Set problem
Repeat exactly, and only, the lines from the one holding "of the electrical" through the last line of the records below.

Provided records
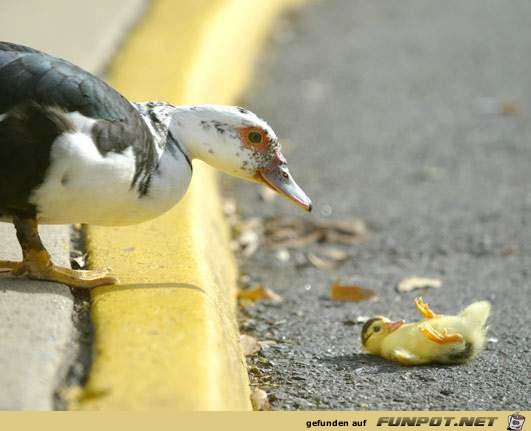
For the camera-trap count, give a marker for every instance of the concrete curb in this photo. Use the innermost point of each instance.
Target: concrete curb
(168, 338)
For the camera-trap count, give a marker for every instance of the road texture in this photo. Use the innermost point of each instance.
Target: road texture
(39, 338)
(389, 112)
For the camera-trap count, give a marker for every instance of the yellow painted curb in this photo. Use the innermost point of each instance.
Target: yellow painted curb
(167, 338)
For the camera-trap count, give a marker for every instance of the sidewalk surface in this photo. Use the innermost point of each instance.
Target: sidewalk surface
(381, 106)
(37, 331)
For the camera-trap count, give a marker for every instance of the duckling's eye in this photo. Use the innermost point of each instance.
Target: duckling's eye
(254, 137)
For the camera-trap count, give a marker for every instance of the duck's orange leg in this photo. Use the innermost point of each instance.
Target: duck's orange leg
(38, 265)
(424, 309)
(439, 337)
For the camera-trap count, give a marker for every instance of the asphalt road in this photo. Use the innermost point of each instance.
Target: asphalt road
(382, 106)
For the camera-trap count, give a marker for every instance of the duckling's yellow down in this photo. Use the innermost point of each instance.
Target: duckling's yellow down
(436, 339)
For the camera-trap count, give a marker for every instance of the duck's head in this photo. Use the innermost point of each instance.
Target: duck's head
(239, 143)
(375, 330)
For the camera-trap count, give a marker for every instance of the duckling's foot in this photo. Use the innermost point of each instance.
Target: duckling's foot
(42, 269)
(439, 337)
(424, 309)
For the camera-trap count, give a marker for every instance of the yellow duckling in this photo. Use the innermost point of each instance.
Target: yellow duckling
(437, 339)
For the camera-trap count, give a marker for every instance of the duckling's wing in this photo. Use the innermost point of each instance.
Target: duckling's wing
(405, 357)
(439, 337)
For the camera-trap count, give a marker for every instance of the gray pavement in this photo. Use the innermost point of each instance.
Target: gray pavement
(39, 338)
(382, 106)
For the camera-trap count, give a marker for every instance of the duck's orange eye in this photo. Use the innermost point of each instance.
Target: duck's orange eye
(254, 137)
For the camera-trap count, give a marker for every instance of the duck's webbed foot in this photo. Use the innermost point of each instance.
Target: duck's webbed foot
(38, 265)
(439, 337)
(424, 309)
(70, 277)
(10, 266)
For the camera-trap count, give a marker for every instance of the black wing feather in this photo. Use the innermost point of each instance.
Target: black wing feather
(29, 75)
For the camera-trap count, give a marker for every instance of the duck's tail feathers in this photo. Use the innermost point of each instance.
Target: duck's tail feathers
(477, 313)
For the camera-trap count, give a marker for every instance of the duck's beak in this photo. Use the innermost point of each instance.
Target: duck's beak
(393, 326)
(276, 176)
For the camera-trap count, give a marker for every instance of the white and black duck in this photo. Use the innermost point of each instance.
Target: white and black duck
(73, 150)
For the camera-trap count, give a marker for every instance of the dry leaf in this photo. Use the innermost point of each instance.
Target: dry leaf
(343, 292)
(259, 293)
(249, 345)
(411, 283)
(259, 400)
(328, 258)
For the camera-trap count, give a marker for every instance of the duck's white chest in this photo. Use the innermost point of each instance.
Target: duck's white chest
(84, 186)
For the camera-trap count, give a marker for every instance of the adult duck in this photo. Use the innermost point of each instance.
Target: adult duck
(74, 150)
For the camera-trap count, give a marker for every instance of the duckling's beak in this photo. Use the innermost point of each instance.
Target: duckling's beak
(277, 177)
(393, 326)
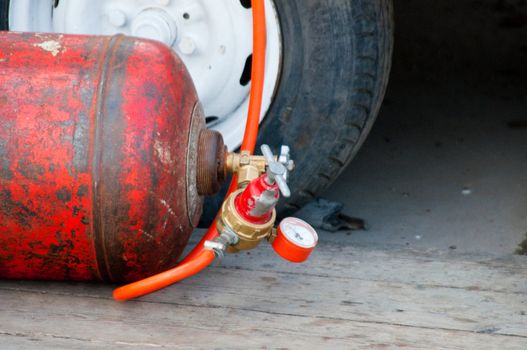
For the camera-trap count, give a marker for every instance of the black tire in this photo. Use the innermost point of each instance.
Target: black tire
(4, 14)
(336, 63)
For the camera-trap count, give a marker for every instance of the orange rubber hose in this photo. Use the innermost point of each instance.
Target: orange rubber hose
(164, 279)
(199, 258)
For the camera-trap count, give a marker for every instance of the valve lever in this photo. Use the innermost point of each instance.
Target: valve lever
(276, 171)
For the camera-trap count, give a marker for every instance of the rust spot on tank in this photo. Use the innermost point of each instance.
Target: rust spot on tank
(30, 170)
(82, 191)
(63, 195)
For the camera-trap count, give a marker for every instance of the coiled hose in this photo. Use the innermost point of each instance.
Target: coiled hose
(199, 258)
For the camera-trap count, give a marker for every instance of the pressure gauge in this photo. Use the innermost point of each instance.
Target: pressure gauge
(295, 240)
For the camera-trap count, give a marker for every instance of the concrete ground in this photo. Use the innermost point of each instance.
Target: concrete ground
(445, 166)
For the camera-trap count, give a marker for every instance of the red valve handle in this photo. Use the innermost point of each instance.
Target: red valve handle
(295, 240)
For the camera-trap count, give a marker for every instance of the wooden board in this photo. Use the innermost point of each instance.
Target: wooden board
(345, 297)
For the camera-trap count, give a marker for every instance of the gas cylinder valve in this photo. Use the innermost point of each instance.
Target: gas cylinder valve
(249, 213)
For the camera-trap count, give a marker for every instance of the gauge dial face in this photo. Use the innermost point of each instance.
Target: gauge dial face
(299, 232)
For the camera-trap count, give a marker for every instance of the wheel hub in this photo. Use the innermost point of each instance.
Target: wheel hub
(212, 37)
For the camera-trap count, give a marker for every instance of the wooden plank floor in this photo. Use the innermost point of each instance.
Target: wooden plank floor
(346, 297)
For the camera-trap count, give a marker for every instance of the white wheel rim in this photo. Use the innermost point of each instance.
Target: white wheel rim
(213, 38)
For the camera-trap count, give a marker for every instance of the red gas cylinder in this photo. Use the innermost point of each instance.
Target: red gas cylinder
(103, 157)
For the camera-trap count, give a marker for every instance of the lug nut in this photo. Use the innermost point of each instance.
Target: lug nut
(187, 46)
(116, 18)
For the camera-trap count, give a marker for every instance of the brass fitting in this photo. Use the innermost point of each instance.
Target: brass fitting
(250, 234)
(246, 166)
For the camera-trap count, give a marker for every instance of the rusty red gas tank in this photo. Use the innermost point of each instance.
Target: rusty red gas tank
(99, 140)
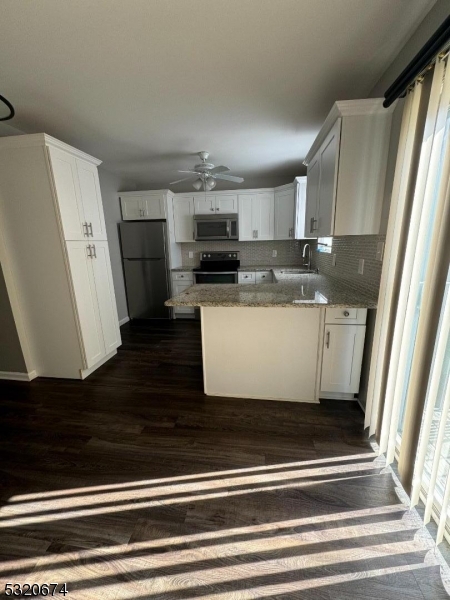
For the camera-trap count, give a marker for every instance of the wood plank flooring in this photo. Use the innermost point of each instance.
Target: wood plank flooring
(132, 484)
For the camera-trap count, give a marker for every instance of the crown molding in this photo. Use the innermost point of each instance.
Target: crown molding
(43, 139)
(347, 108)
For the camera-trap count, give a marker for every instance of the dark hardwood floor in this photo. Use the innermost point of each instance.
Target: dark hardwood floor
(133, 484)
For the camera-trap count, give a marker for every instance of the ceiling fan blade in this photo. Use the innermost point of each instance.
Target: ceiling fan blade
(229, 178)
(220, 169)
(180, 180)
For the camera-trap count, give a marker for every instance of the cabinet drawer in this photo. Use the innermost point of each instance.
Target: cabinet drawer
(183, 276)
(263, 276)
(353, 316)
(246, 277)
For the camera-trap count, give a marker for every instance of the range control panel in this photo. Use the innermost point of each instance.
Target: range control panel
(219, 256)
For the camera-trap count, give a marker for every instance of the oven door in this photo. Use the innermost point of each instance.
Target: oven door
(217, 229)
(215, 277)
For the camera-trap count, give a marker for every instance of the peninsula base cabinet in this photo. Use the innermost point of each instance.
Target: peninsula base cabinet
(343, 348)
(55, 257)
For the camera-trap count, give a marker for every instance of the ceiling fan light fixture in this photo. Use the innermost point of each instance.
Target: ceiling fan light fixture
(210, 183)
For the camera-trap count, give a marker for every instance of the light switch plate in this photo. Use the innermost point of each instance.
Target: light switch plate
(361, 266)
(380, 251)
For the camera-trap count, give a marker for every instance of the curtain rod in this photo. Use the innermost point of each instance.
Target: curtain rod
(426, 55)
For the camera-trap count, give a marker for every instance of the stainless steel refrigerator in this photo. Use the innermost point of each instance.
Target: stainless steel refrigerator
(146, 268)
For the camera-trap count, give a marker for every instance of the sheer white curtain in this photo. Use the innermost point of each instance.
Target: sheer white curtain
(409, 390)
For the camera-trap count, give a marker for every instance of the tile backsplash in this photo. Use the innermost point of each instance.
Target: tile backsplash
(289, 252)
(348, 251)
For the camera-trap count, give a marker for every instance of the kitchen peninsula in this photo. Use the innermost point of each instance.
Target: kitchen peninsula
(254, 348)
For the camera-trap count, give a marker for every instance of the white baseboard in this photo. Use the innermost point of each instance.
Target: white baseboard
(86, 372)
(13, 376)
(337, 396)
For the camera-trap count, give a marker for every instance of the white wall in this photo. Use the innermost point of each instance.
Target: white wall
(110, 184)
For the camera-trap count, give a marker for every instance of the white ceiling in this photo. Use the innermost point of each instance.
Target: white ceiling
(144, 84)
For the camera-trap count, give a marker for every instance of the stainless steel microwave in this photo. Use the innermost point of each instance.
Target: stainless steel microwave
(216, 227)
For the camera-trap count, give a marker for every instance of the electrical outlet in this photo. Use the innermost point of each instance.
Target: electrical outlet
(380, 251)
(361, 266)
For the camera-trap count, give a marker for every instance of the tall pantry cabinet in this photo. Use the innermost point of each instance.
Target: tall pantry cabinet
(55, 256)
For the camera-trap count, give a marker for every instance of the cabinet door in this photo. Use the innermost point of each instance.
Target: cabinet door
(153, 206)
(101, 265)
(183, 211)
(226, 204)
(68, 193)
(132, 208)
(246, 229)
(284, 215)
(87, 307)
(178, 289)
(342, 357)
(263, 215)
(329, 161)
(91, 199)
(204, 205)
(312, 196)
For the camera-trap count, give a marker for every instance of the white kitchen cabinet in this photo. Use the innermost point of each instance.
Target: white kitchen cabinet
(346, 170)
(90, 270)
(343, 349)
(83, 281)
(62, 299)
(91, 199)
(181, 281)
(212, 204)
(285, 214)
(136, 207)
(227, 204)
(77, 187)
(204, 205)
(256, 216)
(183, 212)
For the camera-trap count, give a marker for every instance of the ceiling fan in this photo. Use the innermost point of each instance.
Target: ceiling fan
(205, 174)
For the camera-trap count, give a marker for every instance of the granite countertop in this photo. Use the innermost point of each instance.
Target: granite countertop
(307, 291)
(246, 268)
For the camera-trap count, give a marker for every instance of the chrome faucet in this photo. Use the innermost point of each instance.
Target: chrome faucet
(308, 262)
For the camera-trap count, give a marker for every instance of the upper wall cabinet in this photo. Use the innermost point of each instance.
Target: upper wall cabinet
(212, 204)
(183, 214)
(143, 206)
(285, 214)
(256, 216)
(347, 170)
(79, 198)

Output for this task
For the camera-trap count, give a marker for every instance of the electrical outlet in this photo. Use the innermost point of each instance.
Target: electrical outlet
(380, 251)
(361, 266)
For the camera-trap count, give a marker for every instance of the tall pantry cabinet in this photo. Use the innermost point of each instance.
Target: tall pantry cabinet
(55, 256)
For the camera-trap count, give a marker for every instance of the cabinet door in this photo. Use the innermost point of each instance.
Target: cabinet door
(153, 206)
(101, 265)
(183, 211)
(226, 204)
(68, 193)
(132, 208)
(246, 229)
(284, 215)
(87, 307)
(178, 289)
(342, 357)
(263, 215)
(329, 161)
(91, 199)
(204, 205)
(312, 196)
For the camera-trap count, give a marker for every instance of the white kitchen cabinet in this photo. Use the innermost point of each instance.
Target: white kitchen cabinet
(346, 170)
(90, 270)
(343, 349)
(83, 281)
(62, 299)
(91, 199)
(181, 281)
(212, 204)
(285, 214)
(136, 207)
(227, 204)
(77, 187)
(204, 205)
(256, 216)
(183, 212)
For the camera-trap count, give a marker for every instance of the ceiling fan in this photo. Use the innermost point of each instance.
Target: ceiling fan
(205, 174)
For the camera-trap count, give a marker for every instance of the granite countertop in this photo. Use the innermost point of each instance.
Target: granite countertop
(307, 291)
(246, 268)
For the camera-trap count, give a marker for every instance of the chrome faucet in this photo. Use the innermost point of each instance.
Target: chrome faucet
(308, 262)
For the camera-trap count, give a marker for every instance of the upper wall cabinet in this photo. Use the innermost point of each instance.
Target: upper wall cabinet
(212, 204)
(183, 214)
(143, 206)
(285, 214)
(256, 216)
(347, 170)
(79, 198)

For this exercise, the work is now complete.